PROBLEM: Copy every line of the data below word for word, leaving out the pictures.

Object location annotation data
§ §
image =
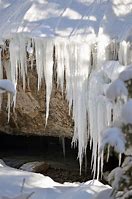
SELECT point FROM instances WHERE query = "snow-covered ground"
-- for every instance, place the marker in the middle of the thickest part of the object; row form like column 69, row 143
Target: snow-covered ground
column 77, row 29
column 15, row 183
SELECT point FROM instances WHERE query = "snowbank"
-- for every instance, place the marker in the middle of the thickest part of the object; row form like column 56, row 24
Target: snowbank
column 11, row 181
column 84, row 34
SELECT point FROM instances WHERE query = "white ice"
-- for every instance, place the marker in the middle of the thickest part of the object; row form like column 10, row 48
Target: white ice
column 113, row 136
column 11, row 183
§ §
RIGHT ANSWER:
image =
SELECT point FROM instances WHERE query = "snow-covered ground"
-- for every instance, place the marker in the middle of the thickest part of the object; row form like column 69, row 143
Target: snow-covered ground
column 77, row 29
column 15, row 183
SELECT point FROM instances WHERE query = "snowbank"
-- for every instance, place the marker in the middle of the thickest part of the object; row form like column 56, row 24
Target: snowbank
column 11, row 181
column 84, row 34
SELECT point FROM instances WHERE query = "white ice"
-- for every instance, place the marker in the middle of the thickest part of the object; row form like column 10, row 48
Target: white ice
column 113, row 136
column 11, row 183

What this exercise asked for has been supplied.